» Task description
Below are some records. Print exactly the lines between the one holding "box: [61, 67, 95, 129]" and the one holding "positive clicks: (63, 69)", inclusive, and nothing else.

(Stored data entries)

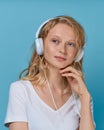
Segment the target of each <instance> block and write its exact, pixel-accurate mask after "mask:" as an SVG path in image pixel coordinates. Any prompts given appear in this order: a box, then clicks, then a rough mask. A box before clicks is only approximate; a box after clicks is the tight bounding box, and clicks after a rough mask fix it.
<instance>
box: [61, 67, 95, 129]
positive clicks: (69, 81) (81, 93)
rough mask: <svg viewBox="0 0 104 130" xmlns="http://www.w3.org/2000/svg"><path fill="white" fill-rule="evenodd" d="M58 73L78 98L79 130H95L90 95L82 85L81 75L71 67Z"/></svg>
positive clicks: (63, 69)
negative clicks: (93, 121)
mask: <svg viewBox="0 0 104 130" xmlns="http://www.w3.org/2000/svg"><path fill="white" fill-rule="evenodd" d="M60 73H61V74H62V76H65V77H67V79H68V82H69V84H70V85H71V89H72V90H73V91H74V92H75V93H77V94H78V95H79V97H80V100H81V119H80V124H79V130H95V127H94V122H93V117H92V112H91V105H90V94H89V92H88V90H87V87H86V85H85V83H84V80H83V74H82V73H81V72H80V71H78V70H76V69H75V68H73V67H71V66H69V67H67V68H65V69H63V70H61V71H60Z"/></svg>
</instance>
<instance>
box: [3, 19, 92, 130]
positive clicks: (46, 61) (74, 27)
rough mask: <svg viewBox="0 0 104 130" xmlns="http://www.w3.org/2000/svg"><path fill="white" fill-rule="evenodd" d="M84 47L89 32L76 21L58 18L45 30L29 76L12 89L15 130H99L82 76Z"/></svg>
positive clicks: (12, 114)
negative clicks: (82, 64)
mask: <svg viewBox="0 0 104 130" xmlns="http://www.w3.org/2000/svg"><path fill="white" fill-rule="evenodd" d="M84 44H85V35H84V30H83V28H82V26H81V25H80V24H79V23H78V22H77V21H76V20H75V19H73V18H72V17H69V16H58V17H55V18H52V19H49V20H47V21H45V22H44V23H43V24H42V25H41V26H40V27H39V29H38V31H37V33H36V41H35V49H34V53H33V55H32V58H31V61H30V64H29V67H28V69H27V73H26V75H25V76H24V77H23V78H22V79H20V80H19V81H16V82H14V83H12V84H11V87H10V96H9V103H8V109H7V116H6V120H5V125H6V126H8V127H9V129H10V130H94V129H95V128H94V120H93V106H92V100H91V96H90V93H89V91H88V89H87V87H86V84H85V83H84V75H83V71H82V59H83V54H84Z"/></svg>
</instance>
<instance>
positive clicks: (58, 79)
mask: <svg viewBox="0 0 104 130" xmlns="http://www.w3.org/2000/svg"><path fill="white" fill-rule="evenodd" d="M59 71H60V70H59V69H58V68H53V67H49V76H48V80H49V83H50V86H51V88H52V89H53V90H54V91H57V92H58V93H62V94H63V93H66V91H69V88H70V87H69V85H68V82H67V80H66V78H65V77H62V76H61V74H60V73H59Z"/></svg>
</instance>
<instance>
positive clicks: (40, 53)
mask: <svg viewBox="0 0 104 130" xmlns="http://www.w3.org/2000/svg"><path fill="white" fill-rule="evenodd" d="M35 47H36V53H37V54H38V55H43V52H44V49H43V39H42V38H36V40H35Z"/></svg>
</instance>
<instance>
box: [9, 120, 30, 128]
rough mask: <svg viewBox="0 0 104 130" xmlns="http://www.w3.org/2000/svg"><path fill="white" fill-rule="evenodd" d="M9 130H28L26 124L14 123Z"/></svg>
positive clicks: (17, 122) (15, 122)
mask: <svg viewBox="0 0 104 130" xmlns="http://www.w3.org/2000/svg"><path fill="white" fill-rule="evenodd" d="M9 130H28V124H27V123H26V122H13V123H11V124H10V125H9Z"/></svg>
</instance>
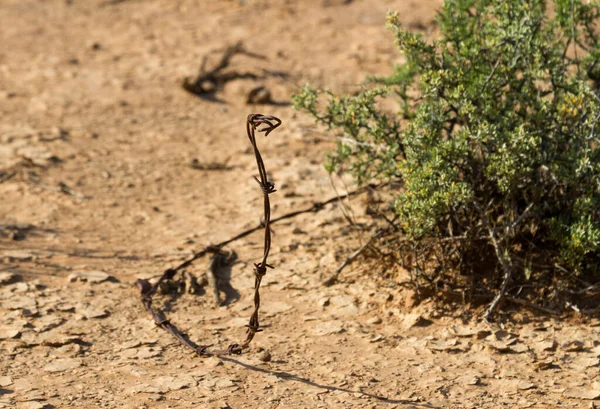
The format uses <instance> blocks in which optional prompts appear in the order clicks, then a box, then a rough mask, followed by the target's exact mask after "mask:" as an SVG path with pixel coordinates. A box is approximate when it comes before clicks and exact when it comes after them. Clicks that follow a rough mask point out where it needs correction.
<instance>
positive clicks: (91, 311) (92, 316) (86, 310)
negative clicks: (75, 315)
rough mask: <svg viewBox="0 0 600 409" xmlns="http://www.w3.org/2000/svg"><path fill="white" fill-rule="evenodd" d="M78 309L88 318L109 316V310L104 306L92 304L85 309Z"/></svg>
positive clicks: (81, 312)
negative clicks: (98, 306)
mask: <svg viewBox="0 0 600 409" xmlns="http://www.w3.org/2000/svg"><path fill="white" fill-rule="evenodd" d="M78 310H80V312H81V313H82V314H83V316H84V317H85V318H87V319H94V318H106V317H108V311H106V310H104V309H102V308H97V307H94V306H92V305H90V306H87V307H85V308H83V309H78Z"/></svg>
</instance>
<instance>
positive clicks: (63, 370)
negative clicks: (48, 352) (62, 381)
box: [44, 358, 81, 373]
mask: <svg viewBox="0 0 600 409" xmlns="http://www.w3.org/2000/svg"><path fill="white" fill-rule="evenodd" d="M80 366H81V362H80V361H79V360H78V359H72V358H62V359H56V360H55V361H53V362H51V363H49V364H48V365H46V366H44V371H46V372H50V373H55V372H64V371H68V370H70V369H75V368H79V367H80Z"/></svg>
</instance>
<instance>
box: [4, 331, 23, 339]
mask: <svg viewBox="0 0 600 409" xmlns="http://www.w3.org/2000/svg"><path fill="white" fill-rule="evenodd" d="M20 333H21V331H20V330H19V329H17V328H2V329H0V340H1V339H12V338H16V337H17V336H19V334H20Z"/></svg>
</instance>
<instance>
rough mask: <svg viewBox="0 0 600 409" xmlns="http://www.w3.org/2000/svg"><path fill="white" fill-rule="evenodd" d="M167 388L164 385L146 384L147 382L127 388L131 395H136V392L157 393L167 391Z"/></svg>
mask: <svg viewBox="0 0 600 409" xmlns="http://www.w3.org/2000/svg"><path fill="white" fill-rule="evenodd" d="M168 391H169V389H168V388H166V387H164V386H160V385H159V386H155V385H148V384H145V383H144V384H141V385H136V386H134V387H133V388H131V389H129V393H130V394H132V395H136V394H138V393H158V394H163V393H166V392H168Z"/></svg>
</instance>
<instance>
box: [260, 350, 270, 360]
mask: <svg viewBox="0 0 600 409" xmlns="http://www.w3.org/2000/svg"><path fill="white" fill-rule="evenodd" d="M258 360H259V361H261V362H270V361H271V353H270V352H269V351H267V350H266V349H265V350H263V351H261V352H260V353H259V354H258Z"/></svg>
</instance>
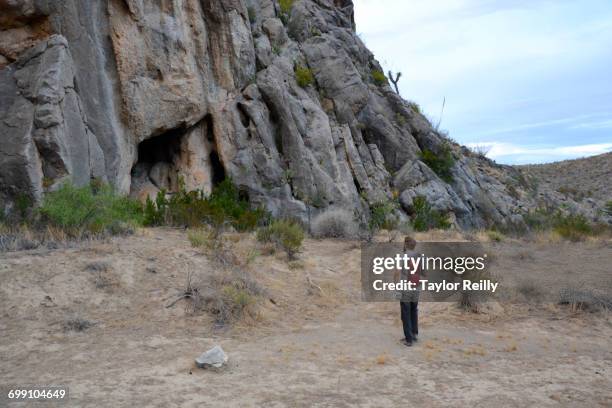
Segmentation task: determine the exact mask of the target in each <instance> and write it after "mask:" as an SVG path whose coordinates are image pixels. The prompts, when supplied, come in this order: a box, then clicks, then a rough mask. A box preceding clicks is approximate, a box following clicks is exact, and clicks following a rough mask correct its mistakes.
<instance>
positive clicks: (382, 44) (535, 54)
mask: <svg viewBox="0 0 612 408" xmlns="http://www.w3.org/2000/svg"><path fill="white" fill-rule="evenodd" d="M354 3H355V14H356V19H357V32H358V33H359V34H360V36H361V38H362V39H363V40H364V41H365V42H366V44H367V45H368V47H369V48H370V49H371V50H372V51H373V52H374V54H375V55H376V57H377V58H378V60H379V61H380V62H381V63H382V64H383V66H384V67H385V72H386V70H388V69H392V70H394V71H398V70H399V71H401V72H403V74H404V76H403V78H402V79H401V81H400V92H401V94H402V96H403V97H404V98H406V99H410V100H413V101H415V102H417V103H418V104H419V105H421V107H422V109H423V111H424V112H425V113H426V114H427V115H428V116H429V117H430V118H431V119H432V120H433V121H434V122H437V121H438V120H439V117H440V111H441V107H442V101H443V99H444V98H445V97H446V108H445V111H444V115H443V117H442V124H441V128H443V129H446V130H448V131H449V134H450V136H451V137H452V138H454V139H455V140H457V141H458V142H460V143H462V144H466V145H487V146H489V148H490V149H491V150H490V153H489V157H491V158H493V159H495V160H497V161H498V162H501V163H510V164H514V163H540V162H550V161H556V160H564V159H568V158H576V157H584V156H588V155H593V154H599V153H604V152H606V151H612V0H433V1H432V0H354Z"/></svg>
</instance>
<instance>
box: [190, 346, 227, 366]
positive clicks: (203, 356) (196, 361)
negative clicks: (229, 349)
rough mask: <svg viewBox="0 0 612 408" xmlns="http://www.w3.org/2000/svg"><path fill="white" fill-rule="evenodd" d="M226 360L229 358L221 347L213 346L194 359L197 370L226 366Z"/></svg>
mask: <svg viewBox="0 0 612 408" xmlns="http://www.w3.org/2000/svg"><path fill="white" fill-rule="evenodd" d="M228 360H229V357H228V356H227V354H225V352H224V351H223V349H222V348H221V346H215V347H213V348H211V349H210V350H208V351H206V352H204V353H203V354H202V355H201V356H200V357H198V358H196V365H197V366H198V367H199V368H221V367H223V366H224V365H225V364H227V361H228Z"/></svg>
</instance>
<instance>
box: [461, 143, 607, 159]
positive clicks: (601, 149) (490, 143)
mask: <svg viewBox="0 0 612 408" xmlns="http://www.w3.org/2000/svg"><path fill="white" fill-rule="evenodd" d="M467 146H468V147H470V148H473V149H478V150H482V149H484V150H485V151H486V150H488V153H487V157H489V158H491V159H494V160H497V159H503V161H504V162H508V163H516V164H523V163H533V162H534V160H535V161H537V162H553V161H558V160H568V159H576V158H580V157H587V156H593V155H597V154H603V153H607V152H610V151H612V143H594V144H584V145H575V146H557V147H555V146H528V145H517V144H513V143H507V142H480V143H468V144H467Z"/></svg>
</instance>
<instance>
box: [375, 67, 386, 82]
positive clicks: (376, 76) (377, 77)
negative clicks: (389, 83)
mask: <svg viewBox="0 0 612 408" xmlns="http://www.w3.org/2000/svg"><path fill="white" fill-rule="evenodd" d="M372 79H373V80H374V83H375V84H376V85H378V86H383V85H385V84H386V83H387V77H386V76H385V73H384V72H382V71H379V70H377V69H375V70H373V71H372Z"/></svg>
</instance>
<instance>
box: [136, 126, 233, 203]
mask: <svg viewBox="0 0 612 408" xmlns="http://www.w3.org/2000/svg"><path fill="white" fill-rule="evenodd" d="M137 157H138V159H137V162H136V163H135V164H134V166H133V167H132V172H131V176H132V191H133V192H134V193H136V194H138V192H139V191H143V190H142V189H145V190H147V191H150V190H151V188H152V186H151V184H153V186H154V187H156V188H157V189H160V190H161V189H164V190H166V191H167V192H169V193H176V192H178V191H179V188H180V187H181V185H182V186H184V188H185V189H186V190H187V191H192V190H203V191H205V192H210V191H211V189H212V188H213V187H215V186H217V185H219V184H220V183H221V182H222V181H223V180H224V179H225V177H226V172H225V168H224V166H223V163H222V161H221V158H220V157H219V154H218V152H217V145H216V138H215V134H214V127H213V121H212V116H211V115H207V116H205V117H204V118H203V119H202V120H201V121H200V122H198V123H197V124H196V125H194V126H193V127H189V128H185V127H179V128H175V129H171V130H168V131H166V132H164V133H162V134H160V135H158V136H154V137H151V138H149V139H147V140H144V141H142V142H141V143H139V144H138V156H137Z"/></svg>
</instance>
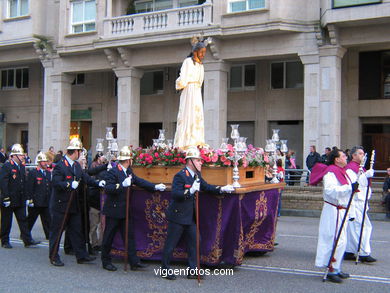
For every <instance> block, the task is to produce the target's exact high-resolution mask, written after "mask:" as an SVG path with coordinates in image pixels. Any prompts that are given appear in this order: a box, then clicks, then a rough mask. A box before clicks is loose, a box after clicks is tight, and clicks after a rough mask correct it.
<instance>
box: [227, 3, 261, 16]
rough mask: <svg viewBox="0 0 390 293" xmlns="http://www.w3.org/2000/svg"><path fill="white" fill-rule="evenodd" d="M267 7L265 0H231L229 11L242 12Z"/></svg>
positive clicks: (232, 11)
mask: <svg viewBox="0 0 390 293" xmlns="http://www.w3.org/2000/svg"><path fill="white" fill-rule="evenodd" d="M262 8H265V0H229V5H228V12H232V13H233V12H242V11H248V10H253V9H262Z"/></svg>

» Exercise answer
box: [61, 67, 95, 129]
positive clicks: (69, 81) (81, 93)
rough mask: <svg viewBox="0 0 104 130" xmlns="http://www.w3.org/2000/svg"><path fill="white" fill-rule="evenodd" d="M58 73L78 98L79 130H95L90 95L82 85L81 75L71 67Z"/></svg>
positive clicks: (63, 69)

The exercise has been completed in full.